- [EXERCISE REQUIREMENTS]:
Below is a block of entries; repeat all of it exactly but omit the pictures.

[Dataset entries]
--- --- ---

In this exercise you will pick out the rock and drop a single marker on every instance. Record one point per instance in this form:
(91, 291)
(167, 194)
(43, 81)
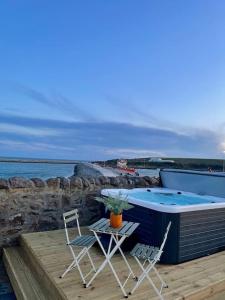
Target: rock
(86, 182)
(104, 180)
(114, 181)
(4, 184)
(76, 182)
(64, 183)
(155, 181)
(20, 182)
(93, 170)
(38, 182)
(53, 182)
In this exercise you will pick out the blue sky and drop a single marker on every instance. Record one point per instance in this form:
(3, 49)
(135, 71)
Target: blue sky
(104, 79)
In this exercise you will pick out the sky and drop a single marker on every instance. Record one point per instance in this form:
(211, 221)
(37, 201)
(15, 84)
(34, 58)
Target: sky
(96, 79)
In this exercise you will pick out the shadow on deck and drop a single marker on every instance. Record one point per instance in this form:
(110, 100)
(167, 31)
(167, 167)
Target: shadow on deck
(42, 257)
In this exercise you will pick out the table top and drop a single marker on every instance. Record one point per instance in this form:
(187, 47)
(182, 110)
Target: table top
(103, 226)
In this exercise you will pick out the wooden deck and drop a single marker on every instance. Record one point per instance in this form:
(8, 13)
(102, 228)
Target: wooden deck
(48, 256)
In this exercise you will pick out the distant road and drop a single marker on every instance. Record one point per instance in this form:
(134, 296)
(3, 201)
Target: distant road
(46, 161)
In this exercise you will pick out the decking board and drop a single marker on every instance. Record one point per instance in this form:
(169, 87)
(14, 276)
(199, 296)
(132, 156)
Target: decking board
(194, 280)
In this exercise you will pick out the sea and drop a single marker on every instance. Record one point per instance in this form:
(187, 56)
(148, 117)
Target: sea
(47, 170)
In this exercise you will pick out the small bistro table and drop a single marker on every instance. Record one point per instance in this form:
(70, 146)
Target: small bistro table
(117, 235)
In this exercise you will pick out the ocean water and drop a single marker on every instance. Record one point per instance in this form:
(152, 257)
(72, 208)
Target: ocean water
(47, 170)
(31, 170)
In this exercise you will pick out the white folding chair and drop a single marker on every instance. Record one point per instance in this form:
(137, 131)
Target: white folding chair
(83, 242)
(150, 256)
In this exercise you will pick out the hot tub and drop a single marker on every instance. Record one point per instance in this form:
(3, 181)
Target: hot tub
(198, 221)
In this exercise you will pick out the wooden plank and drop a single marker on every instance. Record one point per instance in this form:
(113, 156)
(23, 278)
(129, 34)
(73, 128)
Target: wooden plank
(198, 279)
(24, 283)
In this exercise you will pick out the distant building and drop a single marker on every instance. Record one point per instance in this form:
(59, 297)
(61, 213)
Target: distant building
(160, 160)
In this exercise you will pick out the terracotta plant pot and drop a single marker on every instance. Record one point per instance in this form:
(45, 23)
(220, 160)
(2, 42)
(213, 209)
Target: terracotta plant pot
(115, 220)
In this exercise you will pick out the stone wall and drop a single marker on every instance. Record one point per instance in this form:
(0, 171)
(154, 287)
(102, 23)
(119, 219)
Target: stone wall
(37, 205)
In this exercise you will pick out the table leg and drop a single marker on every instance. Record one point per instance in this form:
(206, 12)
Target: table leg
(108, 256)
(124, 257)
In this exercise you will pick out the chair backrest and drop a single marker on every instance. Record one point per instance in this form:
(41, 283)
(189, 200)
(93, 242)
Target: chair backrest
(165, 238)
(68, 217)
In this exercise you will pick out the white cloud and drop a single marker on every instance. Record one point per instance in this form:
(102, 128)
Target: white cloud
(25, 130)
(133, 153)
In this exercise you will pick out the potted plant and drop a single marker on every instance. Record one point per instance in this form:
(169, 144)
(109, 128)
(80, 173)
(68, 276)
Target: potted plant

--- --- ---

- [SOLUTION TO THIS TASK]:
In this exercise you will pick out the rock and drop a single marker on every instance. Record one point per instance in this form:
(91, 291)
(167, 194)
(43, 81)
Target: rock
(86, 182)
(104, 180)
(114, 181)
(4, 184)
(76, 182)
(64, 183)
(155, 181)
(20, 182)
(93, 170)
(38, 182)
(53, 182)
In this exercise you will pick out the blue sky and drop a single marker on every instance. Record one point per instance in this form:
(3, 49)
(135, 71)
Target: blue sky
(104, 79)
In this exercise you will pick out the sky and drop a single marker on every instance. Record one point per instance in this form:
(211, 221)
(37, 201)
(15, 84)
(34, 58)
Target: sky
(96, 79)
In this exercise you will pick out the shadow on deck and drop a single marker on every instance. Record one point per instance in this form:
(110, 100)
(167, 31)
(167, 167)
Target: shadow on deck
(42, 257)
In this exercise you will pick out the table top and drop a single marker on every instance. Record one point per instance in this form:
(187, 47)
(182, 110)
Target: table top
(103, 226)
In this exercise you will pick out the wooden deck and drop a single marker on every instance. Record one point per instance in this form:
(8, 13)
(102, 228)
Target: wooden deck
(48, 256)
In this exercise you will pick out the distant road and drop a single marker on every instance. Record one point per instance in this form:
(134, 296)
(3, 201)
Target: distant road
(46, 161)
In this exercise you will pick out the decking board and drop a single marker on every instance. Record one point per instance in this form:
(169, 87)
(14, 276)
(199, 296)
(132, 156)
Target: decking board
(194, 280)
In this exercise you will pick out the sea and drop a single marker on every instance. Record one point per instance in this form:
(187, 56)
(148, 117)
Target: sea
(47, 170)
In this exercise you will pick out the small bistro table and drop a single marker on every instance. Record one point per instance in this form:
(70, 146)
Target: small bistro table
(117, 235)
In this exercise you will pick out the ocean water and drop a single marker on every instance. Record one point per instance in this form:
(152, 257)
(72, 208)
Target: ocean water
(47, 170)
(31, 170)
In this exercise you will pick out the white folding chair and drop a single marker on every instance. Record one point per instance in this form:
(137, 131)
Target: white folding chair
(83, 242)
(150, 256)
In this exercise you will pick out the hot tub and drop a single marker on every instance. Record one point per instance in this form:
(3, 181)
Target: hot tub
(198, 221)
In this exercise you will pick out the wooden plank and drop a single marker on every instance. Record one point per instance in this form:
(113, 156)
(23, 278)
(129, 34)
(73, 128)
Target: wooden plank
(198, 279)
(24, 283)
In this exercise you will pick out the distant building and drop a single marker on every instance. Record one point per instance in this form:
(59, 297)
(61, 213)
Target: distant building
(160, 160)
In this exercise you will pick out the terracotta plant pot and drop a single marker on every instance. Record one point per instance in this form:
(45, 23)
(220, 160)
(2, 42)
(213, 209)
Target: terracotta plant pot
(115, 220)
In this exercise you will pick out the stone wall and drop a single marker on every instance. Record one point per instance in this form:
(0, 171)
(154, 287)
(102, 23)
(119, 219)
Target: stone wall
(37, 205)
In this exercise you will pick out the table leg and drop a single marker on every instance. Record one point per instance in this form:
(206, 12)
Target: table leg
(108, 256)
(124, 257)
In this exercise you will pick out the chair backrest and drop a single marker on every instance. Record one point per instance in this form:
(41, 283)
(189, 200)
(93, 242)
Target: chair backrest
(165, 238)
(68, 217)
In this exercise you will pick out the white cloud and drop a single marker on every instance. Record one point per instance in this form:
(102, 128)
Target: white cloud
(25, 130)
(133, 153)
In this exercise you will pick out the potted plant and drop a single marker on every instance. Record one point per instance in this form:
(169, 144)
(109, 128)
(80, 173)
(68, 276)
Target: potted plant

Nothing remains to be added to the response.